Try it.
Starting at the first line and ending at the last, reproduce the records below exactly.

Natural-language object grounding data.
== Segment start ==
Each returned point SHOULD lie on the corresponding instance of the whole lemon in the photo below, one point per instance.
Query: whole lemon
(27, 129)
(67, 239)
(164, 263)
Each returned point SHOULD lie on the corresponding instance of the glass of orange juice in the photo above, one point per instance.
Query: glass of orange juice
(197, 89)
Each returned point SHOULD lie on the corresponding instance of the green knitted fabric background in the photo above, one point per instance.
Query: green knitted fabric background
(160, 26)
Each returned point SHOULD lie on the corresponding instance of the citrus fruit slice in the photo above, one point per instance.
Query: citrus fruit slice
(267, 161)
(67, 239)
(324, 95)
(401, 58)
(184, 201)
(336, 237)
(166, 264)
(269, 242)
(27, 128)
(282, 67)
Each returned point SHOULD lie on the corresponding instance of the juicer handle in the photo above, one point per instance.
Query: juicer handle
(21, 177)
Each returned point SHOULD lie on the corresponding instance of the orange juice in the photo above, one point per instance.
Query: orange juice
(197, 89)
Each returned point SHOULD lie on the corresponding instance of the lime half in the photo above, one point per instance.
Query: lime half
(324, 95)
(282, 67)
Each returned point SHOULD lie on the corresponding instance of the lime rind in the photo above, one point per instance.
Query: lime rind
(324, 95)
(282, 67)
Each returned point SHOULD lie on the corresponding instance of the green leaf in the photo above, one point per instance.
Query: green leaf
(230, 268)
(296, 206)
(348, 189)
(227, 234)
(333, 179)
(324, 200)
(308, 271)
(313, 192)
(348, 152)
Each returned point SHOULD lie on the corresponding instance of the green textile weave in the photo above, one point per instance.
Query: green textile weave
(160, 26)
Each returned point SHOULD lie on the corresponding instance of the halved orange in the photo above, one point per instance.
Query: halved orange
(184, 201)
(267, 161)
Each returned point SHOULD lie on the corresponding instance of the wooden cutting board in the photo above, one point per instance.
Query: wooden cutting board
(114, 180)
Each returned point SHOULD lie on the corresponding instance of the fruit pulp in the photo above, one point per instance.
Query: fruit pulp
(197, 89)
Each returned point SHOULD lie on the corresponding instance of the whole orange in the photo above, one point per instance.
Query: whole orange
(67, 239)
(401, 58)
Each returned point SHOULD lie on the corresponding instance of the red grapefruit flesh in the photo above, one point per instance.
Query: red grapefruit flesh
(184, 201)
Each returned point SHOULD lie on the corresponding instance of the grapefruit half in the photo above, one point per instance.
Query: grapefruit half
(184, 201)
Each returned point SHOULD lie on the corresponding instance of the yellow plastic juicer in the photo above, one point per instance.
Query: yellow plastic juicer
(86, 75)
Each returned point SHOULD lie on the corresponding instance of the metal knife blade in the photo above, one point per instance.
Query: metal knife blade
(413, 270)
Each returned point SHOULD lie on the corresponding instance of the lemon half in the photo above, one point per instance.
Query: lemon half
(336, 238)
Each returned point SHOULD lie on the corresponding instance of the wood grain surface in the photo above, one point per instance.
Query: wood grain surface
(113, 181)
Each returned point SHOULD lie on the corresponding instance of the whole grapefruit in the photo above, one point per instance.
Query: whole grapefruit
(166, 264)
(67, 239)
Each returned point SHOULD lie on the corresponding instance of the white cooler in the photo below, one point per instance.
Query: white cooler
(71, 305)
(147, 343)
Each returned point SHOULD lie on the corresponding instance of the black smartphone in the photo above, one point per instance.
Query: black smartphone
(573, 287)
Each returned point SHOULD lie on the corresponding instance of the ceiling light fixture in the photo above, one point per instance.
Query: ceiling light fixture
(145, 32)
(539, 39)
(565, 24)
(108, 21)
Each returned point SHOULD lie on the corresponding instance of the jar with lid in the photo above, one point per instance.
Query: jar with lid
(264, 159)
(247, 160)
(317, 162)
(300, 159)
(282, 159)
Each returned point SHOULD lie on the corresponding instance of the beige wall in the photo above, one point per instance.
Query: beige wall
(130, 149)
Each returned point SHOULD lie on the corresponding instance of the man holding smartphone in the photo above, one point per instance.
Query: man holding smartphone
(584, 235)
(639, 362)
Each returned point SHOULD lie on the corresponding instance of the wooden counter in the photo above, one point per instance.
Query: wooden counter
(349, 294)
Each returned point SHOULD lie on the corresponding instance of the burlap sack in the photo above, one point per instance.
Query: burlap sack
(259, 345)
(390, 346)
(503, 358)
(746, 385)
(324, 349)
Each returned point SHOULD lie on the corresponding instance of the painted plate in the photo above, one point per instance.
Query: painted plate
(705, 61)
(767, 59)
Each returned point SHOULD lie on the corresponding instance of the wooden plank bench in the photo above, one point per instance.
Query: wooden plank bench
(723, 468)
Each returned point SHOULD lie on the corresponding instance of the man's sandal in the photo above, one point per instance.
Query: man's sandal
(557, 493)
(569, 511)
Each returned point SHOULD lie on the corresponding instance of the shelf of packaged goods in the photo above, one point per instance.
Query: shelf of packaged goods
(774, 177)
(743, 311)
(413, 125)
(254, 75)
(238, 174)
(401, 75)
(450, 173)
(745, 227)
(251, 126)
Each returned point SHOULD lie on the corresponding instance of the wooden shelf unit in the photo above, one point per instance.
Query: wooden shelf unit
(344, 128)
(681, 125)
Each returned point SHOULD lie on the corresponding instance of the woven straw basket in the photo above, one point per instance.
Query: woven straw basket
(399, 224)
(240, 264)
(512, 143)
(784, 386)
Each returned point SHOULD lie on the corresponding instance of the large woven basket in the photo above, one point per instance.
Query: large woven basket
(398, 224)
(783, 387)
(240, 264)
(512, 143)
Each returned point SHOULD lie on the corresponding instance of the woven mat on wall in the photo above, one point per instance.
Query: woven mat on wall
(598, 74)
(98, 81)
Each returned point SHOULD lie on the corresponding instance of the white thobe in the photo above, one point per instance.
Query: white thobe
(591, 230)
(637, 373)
== Segment end ==
Task solution.
Each returned point SHOULD lie on the corresponding instance of the whole lemon in the photo below, one point per instance.
Query: whole lemon
(27, 129)
(67, 239)
(164, 263)
Each returned point SHOULD lie on the corresponding instance of the glass of orange juice in the photo above, one point per instance.
Query: glass of orange juice
(197, 89)
Each returned point SHOULD lie on the corresponding instance of the green knitted fabric background in the photo above, one point per instance.
Query: green knitted fabric background
(160, 26)
Each returned point SHOULD lie on the corresponding instance of the citrus fruit slice in the photo above, one point per instance.
Query: citrus fruit slice
(267, 161)
(67, 239)
(324, 95)
(401, 58)
(184, 201)
(336, 237)
(166, 264)
(269, 242)
(27, 128)
(282, 67)
Each returned point SHOULD lie on the corresponding instance of the juicer handle in the photo above, one point per instance.
Query: juicer handle
(21, 177)
Each returned point SHOULD lie on the corresponding instance of the orange juice in the photo above, one point per instance.
Query: orange juice
(197, 89)
Each returned point SHOULD lie on the corresponding instance of the lime half in the photo above, one point per instance.
Query: lime half
(324, 95)
(282, 67)
Each returned point SHOULD lie on the corresponding instance of the lime rind in the photo above, one point per instance.
Query: lime rind
(324, 95)
(282, 67)
Each returned point SHOULD lie on the corresponding instance of the green leaf in the photo above, one point per instance.
Query: green leaf
(230, 268)
(296, 206)
(348, 189)
(227, 234)
(333, 179)
(324, 200)
(308, 271)
(313, 192)
(348, 152)
Each returned point SHOULD lie on the corresponding instance of the green textile weave in the photo above, one point per instance.
Query: green textile weave
(160, 26)
Each returned point SHOULD lie on the corresponding instance of the halved orange in the photo above, one point per instance.
Query: halved orange
(184, 201)
(267, 161)
Each returned point SHOULD lie on the corresponding instance of the wooden cutting board in the photo above, one point per instance.
Query: wooden cutting board
(114, 180)
Each returned point SHOULD lie on the corresponding instance of the fruit pulp in the photo above, one point per instance.
Query: fruit pulp
(197, 89)
Each returned point SHOULD lie on the corresponding instance of the whole orange in the photo above, one point per instance.
Query: whole orange
(67, 239)
(401, 58)
Each returned point SHOULD lie on the corresponding instance of the red grapefruit flesh in the photo above, one point per instance.
Query: red grapefruit flesh
(184, 201)
Each returned point SHOULD lie on the corresponding instance of the grapefruit half in the photo above, one point per instance.
Query: grapefruit half
(184, 201)
Each returned point SHOULD lie on the corresponding instance of the yellow plastic juicer in the photo above, one point per instance.
Query: yellow plastic juicer
(86, 75)
Each returned point SHOULD lie on the corresponding instance of the metal knife blade in the photo above, one point per instance.
Query: metal knife blade
(413, 270)
Each returned point SHOULD lie on the corresponding instance of the lemon half in the photo above, one point per instance.
Query: lemon half
(336, 238)
Each returned point SHOULD lie on the corresponding instance of the wood grain surface in the photo above, one point per instance.
Query: wood grain surface
(113, 181)
Each returned point SHOULD lie on the corresponding instance of the whole grapefruit in the photo above, one point per instance.
Query: whole grapefruit
(166, 264)
(67, 239)
Each returned point SHOULD lie on the corresponding instance of the white cooler in the photo below, one point per instance.
Query: white cooler
(71, 305)
(147, 343)
Each returned point SHOULD lie on the corresponding instance of the black smartphone in the photo above, one point per instance.
Query: black smartphone
(573, 287)
Each returned point SHOULD lie on the corresponding instance of the ceiling light fixture in the photo above, one point per instance.
Query: ceiling light fixture
(145, 32)
(539, 39)
(565, 24)
(108, 21)
Each returned point SHOULD lie on the corresponding instance of the jar with lid in the photo above, one point per instance.
Query: jar with lid
(264, 159)
(247, 160)
(317, 162)
(300, 159)
(282, 159)
Each returned point SHOULD lie on the corresponding instance of the beige wall in the photo above, one point per instance.
Query: beige wall
(130, 149)
Each returned point SHOULD lie on the corresponding instance of the man holding smartphone in the photo above, one point per instance.
Query: man holding smartphone
(584, 235)
(639, 362)
Each returned point SHOULD lie on the corresponding instance of the wooden counter in the photo above, one point per instance.
Query: wooden counter
(349, 294)
Each returned point SHOULD lie on the corresponding instance of the burlap sack in the photo above, one point per instance.
Query: burlap sack
(259, 345)
(390, 346)
(503, 358)
(746, 385)
(324, 349)
Each returned point SHOULD lie on the corresponding instance of the painted plate in the photo above, one point per instance.
Query: painted plate
(705, 61)
(767, 59)
Each returned point SHOULD lie on the corresponding instance of the wooden plank bench in the photo above, one point per instance.
Query: wooden plank bench
(723, 468)
Each returned point SHOULD lie on the corresponding instance of the man's sandal in the photo above, one point per instance.
Query: man's sandal
(557, 493)
(569, 511)
Each returned point SHOULD lie on the corresponding instance of the shelf of packaged goods in the photo above, one point per instance.
Query: shelf of packaged goods
(774, 177)
(743, 311)
(413, 125)
(254, 75)
(238, 174)
(401, 75)
(450, 173)
(745, 227)
(251, 126)
Each returned point SHOULD lie on the corresponding instance of the wooden shelf unit in the photo above, one point per instance.
Query: wooden shelf unit
(344, 128)
(681, 125)
Each returned point SHOULD lie on the corresponding instance of the woven straw basket in the photo above, one point per instance.
Query: woven straw basket
(399, 224)
(240, 264)
(512, 143)
(784, 386)
Each returned point SHOULD lie on the corresponding instance of the large woven basket in the photo above, one point per instance.
Query: large woven basket
(398, 224)
(783, 387)
(240, 264)
(512, 143)
Each returned point SHOULD lie on the corresponding instance of the woven mat on wall in the photo above, one point per instance.
Query: woven mat on wall
(598, 74)
(98, 81)
Each returned point SHOULD lie on the corresponding instance of the white thobe in the photo above, one point per instance.
Query: white thobe
(591, 230)
(637, 373)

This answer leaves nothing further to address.